What to do>
Rewrite the items below, replacing "put a point on" with "mark" everywhere it occurs and keeping everything else the same. Leave the pictures out of your answer.

** Start of Material for this exercise **

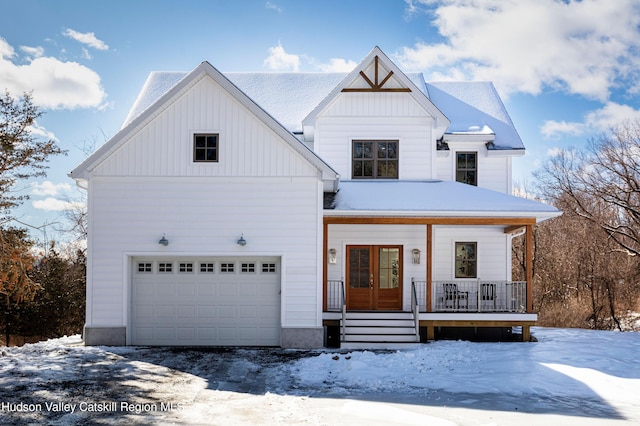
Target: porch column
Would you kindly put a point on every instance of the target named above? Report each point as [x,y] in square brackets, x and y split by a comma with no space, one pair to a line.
[429,263]
[529,271]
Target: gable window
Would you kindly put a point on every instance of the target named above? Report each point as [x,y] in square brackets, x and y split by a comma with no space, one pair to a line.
[374,159]
[467,168]
[466,260]
[205,148]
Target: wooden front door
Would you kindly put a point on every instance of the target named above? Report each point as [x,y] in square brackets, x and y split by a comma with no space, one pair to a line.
[374,278]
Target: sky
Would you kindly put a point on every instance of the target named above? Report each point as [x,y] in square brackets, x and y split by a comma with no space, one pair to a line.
[567,70]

** End of Material for this exercise **

The output>
Target: porch column
Would you kindly mark every instance of the target named above? Report each point as [x,y] in square brackets, x and y split by a comma with no space, one pair to a line.
[429,263]
[529,271]
Target: gable window
Would you kindly mark every instance of the target named above? Report each point as [x,y] in square brackets, x and y split by a comma with no space, one pair to a line.
[374,159]
[467,168]
[466,260]
[205,148]
Target: wooden front door
Would you kindly mark every instance of the target named above? Report each point as [x,y] in square brackets, x and y split by a comma with no space, one pair to a line.
[374,278]
Target: sky
Would you kindly mark every instance of the target named above? Report each point as [x,y] in square brackets, x and y split by a comma with no space, one pair to a line.
[567,70]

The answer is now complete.